## WORK INSTRUCTIONS
[1] In the passage on prescription drugs, which three medical drugs are listed as most commonly ingested, in order?
[2] Carry on the passage on prescription drugs past its last sentence.

## PROVIDED PASSAGE

+-------+

Drug cartels? Amateurs! Here’s the real thing

Mexican cartels? Colombian cartels? Afghan poppy lords? Middlemen? Street dealers? Are you kidding? They’re small fry. Check out the pros.
Medical News Today, June 22, 2013, “Most Americans on Prescriptions.” “7 out of every 10 Americans are on prescription drugs, and more than half of the country are on at least two, according to an analysis conducted by Mayo Clinic and Olmsted Medical Center researchers.”
That’s 210 million men, women, and children—hooked. Something the Sinaloa Cartel can only dream of.
Most commonly ingested medical drugs? In order: antibiotics, antidepressants, and opioids. Those last two indicate Americans are trying to change their state of mind and kill pain via the Man in the White Coat; the street dealer is way, way behind.

+-------+

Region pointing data
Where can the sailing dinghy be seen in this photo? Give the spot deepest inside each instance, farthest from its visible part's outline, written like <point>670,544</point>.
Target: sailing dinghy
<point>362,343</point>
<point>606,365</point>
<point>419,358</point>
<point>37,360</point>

+-------+

## ANSWER SECTION
[1] Antibiotics, antidepressants, and opioids.

[2]
Here’s an interesting quote from the Medical News piece: “…nearly one quarter of women between 50 and 64 take antidepressants…”
The street drug cartels, of course, are working at a disadvantage. The White Coat dealers are backed up by government, insurance companies, medical boards, medical journals, Wall Street, banks, pharmaceutical companies, media, medical schools, hospitals, and big foundations. That’s the competition. What are the street drug cartels going to do? Put out a hit on all these people? Hell, I’m sure some of the Mexican and Colombian drug chiefs have their own doctors and are taking Zoloft and Paxil themselves.